* **EXERCISE DIRECTIONS**
Once you have reviewed the listing below, restate it word for word.
SOURCE DATA below:
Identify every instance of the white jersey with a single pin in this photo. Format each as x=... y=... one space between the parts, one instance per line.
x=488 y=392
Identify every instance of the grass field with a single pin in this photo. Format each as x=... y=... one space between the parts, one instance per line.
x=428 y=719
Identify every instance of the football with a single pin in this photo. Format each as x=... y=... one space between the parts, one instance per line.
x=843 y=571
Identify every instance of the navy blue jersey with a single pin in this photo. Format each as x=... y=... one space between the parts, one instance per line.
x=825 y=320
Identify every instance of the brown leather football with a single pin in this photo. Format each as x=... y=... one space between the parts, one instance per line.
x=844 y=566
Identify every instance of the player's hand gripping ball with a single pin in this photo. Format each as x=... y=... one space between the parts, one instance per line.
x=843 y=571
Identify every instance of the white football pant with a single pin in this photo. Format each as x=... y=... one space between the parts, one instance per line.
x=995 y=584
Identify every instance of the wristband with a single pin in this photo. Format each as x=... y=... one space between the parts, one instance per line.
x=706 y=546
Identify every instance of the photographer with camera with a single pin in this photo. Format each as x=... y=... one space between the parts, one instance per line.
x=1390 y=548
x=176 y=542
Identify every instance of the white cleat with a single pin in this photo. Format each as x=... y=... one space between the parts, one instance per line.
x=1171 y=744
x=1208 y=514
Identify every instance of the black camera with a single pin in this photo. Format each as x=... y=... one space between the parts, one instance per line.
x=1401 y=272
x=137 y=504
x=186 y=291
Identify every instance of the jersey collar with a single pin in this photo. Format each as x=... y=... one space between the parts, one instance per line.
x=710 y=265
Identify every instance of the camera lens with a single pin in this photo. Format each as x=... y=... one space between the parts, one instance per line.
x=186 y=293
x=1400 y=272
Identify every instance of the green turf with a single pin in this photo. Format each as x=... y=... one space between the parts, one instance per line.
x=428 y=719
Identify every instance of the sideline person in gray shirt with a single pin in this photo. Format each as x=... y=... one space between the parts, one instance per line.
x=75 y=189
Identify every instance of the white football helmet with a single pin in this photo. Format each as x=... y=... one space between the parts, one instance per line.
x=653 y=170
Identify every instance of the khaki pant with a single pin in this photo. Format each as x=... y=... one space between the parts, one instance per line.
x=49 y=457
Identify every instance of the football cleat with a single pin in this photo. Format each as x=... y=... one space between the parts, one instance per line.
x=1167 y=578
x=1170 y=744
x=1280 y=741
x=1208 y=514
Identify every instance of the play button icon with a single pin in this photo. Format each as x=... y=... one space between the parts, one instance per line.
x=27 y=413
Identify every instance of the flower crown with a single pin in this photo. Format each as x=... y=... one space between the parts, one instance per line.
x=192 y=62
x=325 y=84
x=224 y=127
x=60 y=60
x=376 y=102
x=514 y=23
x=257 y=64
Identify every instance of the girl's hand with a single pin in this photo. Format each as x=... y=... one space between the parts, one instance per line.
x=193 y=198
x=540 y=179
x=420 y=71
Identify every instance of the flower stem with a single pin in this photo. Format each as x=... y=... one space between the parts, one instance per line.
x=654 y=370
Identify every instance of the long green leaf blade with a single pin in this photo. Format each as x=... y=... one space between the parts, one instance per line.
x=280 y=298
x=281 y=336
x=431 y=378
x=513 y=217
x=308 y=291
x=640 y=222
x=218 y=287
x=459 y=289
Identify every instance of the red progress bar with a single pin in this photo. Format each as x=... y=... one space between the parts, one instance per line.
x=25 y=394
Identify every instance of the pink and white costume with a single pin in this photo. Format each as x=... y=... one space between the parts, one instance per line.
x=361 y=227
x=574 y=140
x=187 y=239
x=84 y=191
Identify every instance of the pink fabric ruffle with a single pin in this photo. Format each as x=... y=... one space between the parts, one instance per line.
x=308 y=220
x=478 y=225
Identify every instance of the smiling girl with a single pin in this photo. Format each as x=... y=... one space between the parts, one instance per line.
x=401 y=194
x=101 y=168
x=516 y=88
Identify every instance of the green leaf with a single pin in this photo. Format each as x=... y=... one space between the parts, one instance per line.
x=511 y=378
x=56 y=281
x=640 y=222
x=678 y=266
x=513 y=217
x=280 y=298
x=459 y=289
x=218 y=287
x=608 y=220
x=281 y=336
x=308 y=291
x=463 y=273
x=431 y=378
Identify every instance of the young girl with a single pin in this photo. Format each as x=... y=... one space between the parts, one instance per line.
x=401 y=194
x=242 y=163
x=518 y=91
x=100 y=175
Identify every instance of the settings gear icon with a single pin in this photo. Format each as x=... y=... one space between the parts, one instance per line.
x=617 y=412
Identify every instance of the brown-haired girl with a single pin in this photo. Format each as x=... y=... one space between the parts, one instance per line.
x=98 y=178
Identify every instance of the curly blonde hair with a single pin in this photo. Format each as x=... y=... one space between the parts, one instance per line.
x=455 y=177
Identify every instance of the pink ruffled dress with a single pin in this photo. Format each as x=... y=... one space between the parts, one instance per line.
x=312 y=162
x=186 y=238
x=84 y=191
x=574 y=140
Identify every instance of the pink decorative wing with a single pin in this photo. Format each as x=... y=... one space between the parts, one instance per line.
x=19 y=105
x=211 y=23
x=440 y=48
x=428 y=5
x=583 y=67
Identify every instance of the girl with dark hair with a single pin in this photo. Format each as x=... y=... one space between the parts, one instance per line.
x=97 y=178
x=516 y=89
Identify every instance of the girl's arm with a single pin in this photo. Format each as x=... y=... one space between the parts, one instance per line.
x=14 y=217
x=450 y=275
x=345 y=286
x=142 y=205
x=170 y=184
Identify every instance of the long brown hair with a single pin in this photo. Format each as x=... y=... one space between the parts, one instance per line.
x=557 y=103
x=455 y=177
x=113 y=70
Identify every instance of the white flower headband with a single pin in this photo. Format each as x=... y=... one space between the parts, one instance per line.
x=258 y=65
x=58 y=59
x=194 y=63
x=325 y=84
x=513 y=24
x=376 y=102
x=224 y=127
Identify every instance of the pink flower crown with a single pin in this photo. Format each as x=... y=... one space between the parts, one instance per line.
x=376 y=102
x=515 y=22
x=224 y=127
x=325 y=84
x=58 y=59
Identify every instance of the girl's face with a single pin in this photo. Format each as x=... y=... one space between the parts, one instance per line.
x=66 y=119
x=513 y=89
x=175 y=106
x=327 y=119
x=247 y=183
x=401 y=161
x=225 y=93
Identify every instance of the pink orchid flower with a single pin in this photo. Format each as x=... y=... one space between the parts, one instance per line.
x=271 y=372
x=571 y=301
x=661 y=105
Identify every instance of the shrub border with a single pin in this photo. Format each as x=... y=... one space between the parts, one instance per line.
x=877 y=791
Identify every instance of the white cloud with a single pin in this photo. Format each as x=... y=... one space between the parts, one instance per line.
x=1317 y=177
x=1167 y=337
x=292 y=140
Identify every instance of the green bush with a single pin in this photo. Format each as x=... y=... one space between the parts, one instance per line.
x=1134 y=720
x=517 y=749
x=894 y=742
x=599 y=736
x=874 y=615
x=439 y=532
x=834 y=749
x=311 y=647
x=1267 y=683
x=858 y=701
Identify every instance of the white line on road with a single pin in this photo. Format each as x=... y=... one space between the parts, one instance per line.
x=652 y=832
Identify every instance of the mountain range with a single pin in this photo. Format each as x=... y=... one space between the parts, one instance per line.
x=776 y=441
End of SOURCE DATA.
* **RESULT**
Identify every instance of the white jersey with a single pin in this photo. Format each as x=... y=... one space between the parts, one instance per line.
x=488 y=392
Identify every instance of the grass field with a single pin in this photo. Format each as x=... y=... one space between the parts, one instance per line.
x=428 y=719
Identify every instance of the football with a single pin in this photo. Format each as x=... y=... one space between the parts, one instance per line.
x=843 y=571
Identify every instance of the navy blue jersey with a single pin in this photo. Format each as x=... y=... one space between the parts, one instance per line.
x=825 y=320
Identify every instance of the brown leather football with a single pin in this photo. Format each as x=... y=... one space between the parts, one instance per line.
x=844 y=566
Identify every instance of the player's hand gripping ball with a single pin in this photo. Format each as x=... y=... one space between the parts, one instance per line.
x=843 y=571
Identify every instance of the white football pant with a single pin in this photo. Format each as x=... y=... one space between the parts, one instance per line.
x=995 y=584
Identify every instance of the wristband with a single pin in this photo. Format each as x=... y=... one space between the parts, one instance per line.
x=706 y=546
Identify every instance of the photographer with camera with a single pin in this photo. Format each as x=... y=... one space between the parts, one instance per line.
x=1390 y=548
x=176 y=542
Identify every instance of the white cleat with a single pin in this photo. Format each as x=... y=... one space between the parts, one instance per line.
x=1171 y=744
x=1208 y=514
Identify every instance of the black camera with a single pin in this photo. Format each as x=... y=... one space between the parts, one instance per line.
x=1401 y=272
x=137 y=504
x=186 y=291
Identify every instance of the jersey collar with a single pin in this photo. Format each as x=... y=... one space between the parts, one instance per line.
x=710 y=265
Identify every instance of the camera lens with a single pin in this photo. Format each as x=... y=... one space between the parts, one instance per line.
x=186 y=293
x=1400 y=272
Identify every instance of the green turf with a single pin in this photo. Format each as x=... y=... one space between the parts, one instance per line.
x=428 y=719
Identify every instance of the sideline person in gray shirt with a single pin in this photo. Format each as x=... y=... one space between the parts, one instance per line.
x=75 y=189
Identify every instance of the white football helmet with a single pin in this photo. Format each as x=... y=... one space between the parts, one instance per line.
x=653 y=170
Identify every instance of the khaki pant with a single pin in this photo. Format each as x=... y=... one space between the parts, one instance per line.
x=49 y=457
Identify every instance of the football cleat with a single pin in this photo. Format each as x=... y=... one space between the parts, one instance per line.
x=1167 y=578
x=1170 y=744
x=1280 y=741
x=1208 y=514
Identify every instance of the play button icon with a single pin in this photo. Format each as x=... y=... one space between the parts, one instance per line.
x=27 y=413
Identify every instance of the flower crown with a single pin in this photo. Format each as x=... y=... one space between the parts, one instance per line.
x=192 y=62
x=325 y=84
x=224 y=127
x=60 y=60
x=376 y=102
x=514 y=23
x=257 y=64
Identify every instance of the girl's hand with a single pin in this photo. Format each as x=... y=... one space between the parts, one instance per line.
x=193 y=198
x=540 y=179
x=420 y=71
Identify every instance of the flower stem with a single pin in this photo. Format each as x=... y=... one space between the parts, one instance per line.
x=654 y=370
Identify every instance of the long green leaf blade with a single pin in this photo. Format each as x=... y=... one space between the parts, one instance per line.
x=280 y=298
x=281 y=336
x=431 y=378
x=513 y=217
x=308 y=291
x=640 y=222
x=218 y=287
x=459 y=289
Identify every instance of the red progress bar with a single pin in this photo. Format each as x=... y=... one space between the parts, one instance per line.
x=25 y=394
Identify every instance of the pink and white costume with a single pin in this photo. Format each as x=... y=... one space between the parts, one instance per line.
x=361 y=227
x=574 y=140
x=187 y=239
x=84 y=191
Identify every instance of the pink fabric ruffle with a single pin in this photo. Format each as x=... y=... one space between the parts, one instance per line.
x=308 y=220
x=478 y=225
Identify every instance of the smiling girl with a single pin in this photo. Format each as x=... y=... one space between the parts, one instance per line.
x=401 y=194
x=101 y=168
x=516 y=88
Identify every instance of the green leaf with a single pin in this photo. Format each as x=... y=... one space between the parts, one instance per line.
x=511 y=378
x=56 y=281
x=640 y=222
x=678 y=266
x=513 y=217
x=280 y=298
x=459 y=289
x=218 y=287
x=608 y=220
x=281 y=336
x=308 y=291
x=463 y=273
x=431 y=378
Identify every instance of the young girl with a single pin in this photo. Format each as x=... y=... one space between the parts, one instance per line.
x=401 y=194
x=242 y=163
x=518 y=91
x=100 y=175
Identify every instance of the settings gear icon with a single pin in this photo. Format each as x=... y=... one space between the parts, one instance per line.
x=617 y=412
Identify every instance of the brown-haired girl with a single pin in this photo. Format each as x=... y=... one space between the parts, one instance per line.
x=98 y=178
Identify every instance of the curly blonde hair with a single pin in this photo. Format each as x=... y=... one space between the parts, one instance per line.
x=455 y=177
Identify every instance of the pink ruffled dress with a single pin in this photo. Format each as x=... y=... one space between the parts, one instance per line.
x=312 y=162
x=186 y=238
x=84 y=191
x=574 y=140
Identify every instance of the pink decorative wing with a single pin in this photo. Format each as x=... y=... one space between the parts, one instance per line.
x=19 y=105
x=211 y=23
x=440 y=48
x=428 y=5
x=583 y=67
Identify every instance of the girl with dark hair with a single pin in this photo. Format each as x=... y=... one space between the parts, one instance per line.
x=97 y=178
x=516 y=89
Identify every instance of the girl's arm with a single pin in this photo. Format each as x=... y=... one space between the parts, one instance per line.
x=14 y=217
x=450 y=275
x=345 y=286
x=142 y=205
x=170 y=184
Identify every instance of the long brown hair with a single pin in this photo. Format each as x=... y=... one space between the parts, one instance per line.
x=557 y=103
x=455 y=177
x=113 y=70
Identify every instance of the white flower headband with a single pin in this photo. Format each as x=... y=... one space between the parts, one instance per line.
x=258 y=65
x=58 y=59
x=194 y=63
x=325 y=84
x=513 y=24
x=376 y=102
x=224 y=127
Identify every instance of the pink flower crown with a single pin in this photo. Format each as x=... y=... one space between the parts, one instance per line.
x=376 y=102
x=515 y=22
x=224 y=127
x=325 y=84
x=58 y=59
Identify every instance of the girl's face with a single pin in this photo. Format each as x=... y=... one space between the parts, one instance per line.
x=66 y=119
x=513 y=89
x=175 y=106
x=327 y=119
x=247 y=183
x=401 y=161
x=225 y=93
Identify every instance of the pink orchid flower with a single pin in this photo. Format each as x=... y=... one space between the parts, one instance per line.
x=271 y=372
x=571 y=301
x=661 y=105
Identify every instance of the shrub border with a single pin in this photo. Format each as x=... y=... one space between the parts, one instance per line.
x=877 y=791
Identify every instance of the white cloud with a single pin in this photo. Format each as x=... y=... one space between the parts, one instance per line.
x=1317 y=177
x=1167 y=337
x=292 y=140
Identify every instance of the green bush with a single pin in this photo. Format each as x=... y=... one space between the parts, one instance per line.
x=1134 y=720
x=517 y=749
x=894 y=742
x=599 y=736
x=874 y=615
x=439 y=532
x=834 y=749
x=311 y=647
x=1267 y=683
x=858 y=701
Identify every instance of the white line on road with a single pin in this photo. Format each as x=... y=... one space between the parts, one instance per line.
x=652 y=832
Identify every instance of the mountain range with a single pin in this photo. Format each as x=... y=... one space between the parts, one instance per line.
x=776 y=441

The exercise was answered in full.